### EXERCISE GOAL
Could you find every line in the records below that contains the word "nose" and copy it?
┌──
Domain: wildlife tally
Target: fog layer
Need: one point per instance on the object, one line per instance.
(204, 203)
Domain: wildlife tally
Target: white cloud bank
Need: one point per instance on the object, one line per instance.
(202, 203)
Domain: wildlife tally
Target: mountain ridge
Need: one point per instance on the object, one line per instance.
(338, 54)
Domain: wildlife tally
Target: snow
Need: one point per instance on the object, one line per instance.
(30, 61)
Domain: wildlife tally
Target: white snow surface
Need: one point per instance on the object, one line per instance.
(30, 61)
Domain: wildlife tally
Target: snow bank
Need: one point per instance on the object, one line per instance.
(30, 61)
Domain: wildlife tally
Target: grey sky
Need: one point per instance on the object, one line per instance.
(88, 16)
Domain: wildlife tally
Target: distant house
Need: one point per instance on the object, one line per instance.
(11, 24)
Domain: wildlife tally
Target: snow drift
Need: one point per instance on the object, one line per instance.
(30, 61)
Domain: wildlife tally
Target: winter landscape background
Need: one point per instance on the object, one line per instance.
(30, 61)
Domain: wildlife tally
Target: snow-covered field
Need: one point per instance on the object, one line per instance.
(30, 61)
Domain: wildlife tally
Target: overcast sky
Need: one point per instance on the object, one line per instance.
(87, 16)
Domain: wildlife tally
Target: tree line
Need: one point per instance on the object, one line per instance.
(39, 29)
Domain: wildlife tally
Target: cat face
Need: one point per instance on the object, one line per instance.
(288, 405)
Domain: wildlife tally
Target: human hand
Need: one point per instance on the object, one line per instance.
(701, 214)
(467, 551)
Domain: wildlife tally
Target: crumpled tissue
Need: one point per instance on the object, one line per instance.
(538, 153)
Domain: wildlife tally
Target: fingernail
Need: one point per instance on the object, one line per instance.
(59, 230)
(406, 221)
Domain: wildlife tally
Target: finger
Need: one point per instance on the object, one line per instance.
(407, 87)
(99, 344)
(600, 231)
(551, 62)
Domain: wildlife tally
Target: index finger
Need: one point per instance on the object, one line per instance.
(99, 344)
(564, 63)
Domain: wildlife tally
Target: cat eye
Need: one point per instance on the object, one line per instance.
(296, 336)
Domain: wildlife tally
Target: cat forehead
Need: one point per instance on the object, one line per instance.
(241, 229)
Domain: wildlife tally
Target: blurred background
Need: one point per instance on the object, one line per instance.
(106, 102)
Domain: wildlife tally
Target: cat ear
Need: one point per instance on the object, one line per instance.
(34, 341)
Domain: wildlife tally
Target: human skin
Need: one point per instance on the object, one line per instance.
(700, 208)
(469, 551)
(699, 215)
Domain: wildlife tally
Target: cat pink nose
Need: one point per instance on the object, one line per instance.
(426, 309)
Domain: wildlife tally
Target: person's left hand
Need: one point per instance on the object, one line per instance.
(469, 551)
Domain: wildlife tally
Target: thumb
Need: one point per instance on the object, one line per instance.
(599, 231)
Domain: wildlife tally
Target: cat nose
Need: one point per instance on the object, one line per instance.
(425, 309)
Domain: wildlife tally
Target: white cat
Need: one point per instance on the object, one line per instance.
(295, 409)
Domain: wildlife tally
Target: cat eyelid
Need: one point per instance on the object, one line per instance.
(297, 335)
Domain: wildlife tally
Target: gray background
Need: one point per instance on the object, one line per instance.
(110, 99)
└──
### EXERCISE RESULT
Target: cat pink nose
Target: cat nose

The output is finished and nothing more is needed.